Print every one of the following items verbatim, reproducing each line without alteration.

Data lines:
* * * *
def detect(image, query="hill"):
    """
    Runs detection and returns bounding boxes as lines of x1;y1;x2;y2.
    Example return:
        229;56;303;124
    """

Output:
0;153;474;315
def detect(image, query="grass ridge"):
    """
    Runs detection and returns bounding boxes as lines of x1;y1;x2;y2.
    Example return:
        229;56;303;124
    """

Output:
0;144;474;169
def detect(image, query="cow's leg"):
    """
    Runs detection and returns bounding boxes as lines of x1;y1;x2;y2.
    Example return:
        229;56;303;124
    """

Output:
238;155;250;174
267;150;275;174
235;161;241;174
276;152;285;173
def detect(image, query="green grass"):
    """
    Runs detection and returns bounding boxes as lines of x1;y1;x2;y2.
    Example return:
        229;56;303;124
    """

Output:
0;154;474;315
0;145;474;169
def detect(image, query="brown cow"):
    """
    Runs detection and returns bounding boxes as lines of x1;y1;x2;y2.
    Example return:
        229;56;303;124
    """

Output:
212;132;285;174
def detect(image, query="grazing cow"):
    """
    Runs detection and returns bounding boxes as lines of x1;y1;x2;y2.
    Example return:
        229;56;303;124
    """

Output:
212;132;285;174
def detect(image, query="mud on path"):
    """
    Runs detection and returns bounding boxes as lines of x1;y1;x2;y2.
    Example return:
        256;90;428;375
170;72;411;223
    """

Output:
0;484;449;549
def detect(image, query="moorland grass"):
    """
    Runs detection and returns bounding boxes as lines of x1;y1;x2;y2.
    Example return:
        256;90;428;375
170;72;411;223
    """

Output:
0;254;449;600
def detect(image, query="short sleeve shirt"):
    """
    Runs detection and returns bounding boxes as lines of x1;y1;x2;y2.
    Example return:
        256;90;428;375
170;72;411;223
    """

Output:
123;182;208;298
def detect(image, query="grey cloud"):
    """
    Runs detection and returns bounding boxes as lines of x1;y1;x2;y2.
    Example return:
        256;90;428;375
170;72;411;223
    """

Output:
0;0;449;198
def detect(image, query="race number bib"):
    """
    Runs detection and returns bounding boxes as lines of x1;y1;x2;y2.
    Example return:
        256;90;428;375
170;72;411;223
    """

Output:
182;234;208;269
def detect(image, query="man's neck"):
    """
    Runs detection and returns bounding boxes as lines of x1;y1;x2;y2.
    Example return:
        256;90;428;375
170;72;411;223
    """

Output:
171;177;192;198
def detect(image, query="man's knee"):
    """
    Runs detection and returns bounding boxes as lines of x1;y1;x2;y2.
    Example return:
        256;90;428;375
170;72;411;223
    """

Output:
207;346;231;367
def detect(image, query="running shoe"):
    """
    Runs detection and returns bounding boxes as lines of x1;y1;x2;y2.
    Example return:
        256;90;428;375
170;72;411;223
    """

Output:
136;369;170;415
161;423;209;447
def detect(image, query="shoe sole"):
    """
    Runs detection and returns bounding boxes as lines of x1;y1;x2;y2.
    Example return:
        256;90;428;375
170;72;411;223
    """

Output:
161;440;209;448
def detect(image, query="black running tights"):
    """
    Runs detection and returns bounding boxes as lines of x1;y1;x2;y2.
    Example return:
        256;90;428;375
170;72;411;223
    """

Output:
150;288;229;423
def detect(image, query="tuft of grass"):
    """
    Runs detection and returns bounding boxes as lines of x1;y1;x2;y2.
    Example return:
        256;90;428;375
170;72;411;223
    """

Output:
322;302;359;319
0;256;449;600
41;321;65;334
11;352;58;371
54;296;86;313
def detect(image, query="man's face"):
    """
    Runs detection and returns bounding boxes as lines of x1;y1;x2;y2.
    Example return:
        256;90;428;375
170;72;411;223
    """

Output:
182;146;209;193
* * * *
* [Solution]:
def detect(image, query="hill"):
    """
    Runs detection and returns bounding boxes as lines of x1;y1;x2;y2.
    Example return:
        229;56;303;124
    """

Output:
0;153;474;315
def detect(image, query="grass ridge"):
    """
    Runs detection and returns bounding boxes as lines of x1;y1;x2;y2.
    Example return:
        229;56;303;124
    """

Output:
0;144;474;169
def detect(image, query="cow's leg"):
    """
    Runs detection and returns bounding boxes as lines of x1;y1;x2;y2.
    Example return:
        229;56;303;124
    """

Output:
238;155;250;174
267;150;275;174
235;161;241;174
276;152;285;173
def detect(image, query="green grass"):
    """
    Runs detection and returns bounding boxes as lines of x1;y1;x2;y2.
    Example return:
        229;56;303;124
    """

Output:
0;154;474;315
0;145;474;169
def detect(image, query="brown cow"):
    """
    Runs detection and returns bounding boxes as lines of x1;y1;x2;y2.
    Example return:
        229;56;303;124
    """

Output:
212;132;285;174
def detect(image, query="grazing cow"):
    """
    Runs detection and returns bounding boxes as lines of x1;y1;x2;y2.
    Example return:
        229;56;303;124
    """

Output:
212;132;285;174
def detect(image, query="mud on path"):
    """
    Runs detection and returns bounding boxes as lines of x1;y1;x2;y2.
    Example return:
        256;90;428;375
170;72;411;223
    """

Output:
0;484;449;549
def detect(image, query="moorland grass"):
    """
    Runs detection and returns bounding boxes as lines of x1;y1;x2;y2.
    Example return:
        256;90;428;375
170;72;411;223
    """

Output:
0;254;449;600
def detect(image, query="short sleeve shirt"):
    """
    Runs detection and returns bounding boxes as lines of x1;y1;x2;y2.
    Example return:
        256;90;428;375
170;72;411;223
    """

Output:
123;182;208;298
def detect(image, query="grey cloud"):
    """
    Runs detection and returns bounding boxes as lines of x1;y1;x2;y2.
    Example return:
        256;90;428;375
170;72;411;223
    """

Output:
0;0;449;198
def detect(image, query="race number bib"):
    """
    Runs detection and returns bounding boxes as lines of x1;y1;x2;y2.
    Example return:
        256;90;428;375
170;72;411;223
    """

Output:
182;234;208;269
def detect(image, query="man's neck"):
    """
    Runs detection and returns bounding boxes as lines of x1;y1;x2;y2.
    Example return:
        256;90;428;375
170;72;411;223
    """

Output:
171;177;192;198
def detect(image, query="man's knee"):
    """
    Runs detection and returns bounding boxes as lines of x1;y1;x2;y2.
    Example return:
        256;90;428;375
170;72;411;223
    """

Output:
207;346;231;367
def detect(image, query="running shoe"):
    """
    Runs detection and returns bounding boxes as lines of x1;y1;x2;y2.
    Example return:
        256;90;428;375
170;72;411;223
    """

Output:
136;369;170;415
161;423;209;447
def detect(image, query="shoe sole"):
    """
    Runs detection and returns bounding boxes as lines of x1;y1;x2;y2.
    Example return:
        256;90;428;375
170;72;411;223
    """

Output:
161;440;209;448
def detect(image, query="black running tights"):
    """
    Runs detection and returns bounding boxes as lines of x1;y1;x2;y2.
    Example return:
        256;90;428;375
170;72;411;223
    """

Output:
150;288;229;423
def detect(image, query="tuft of grass"):
    """
    Runs detection and returns bounding boxes as lines of x1;y1;x2;y2.
    Example return:
        256;90;428;375
170;72;411;223
    """

Output:
322;302;359;319
0;256;449;600
41;321;65;334
11;352;58;371
54;296;86;313
def detect(image, query="man's face"):
    """
    Runs detection and returns bounding boxes as lines of x1;y1;x2;y2.
    Example return:
        256;90;428;375
170;72;411;223
    """

Output:
182;146;209;193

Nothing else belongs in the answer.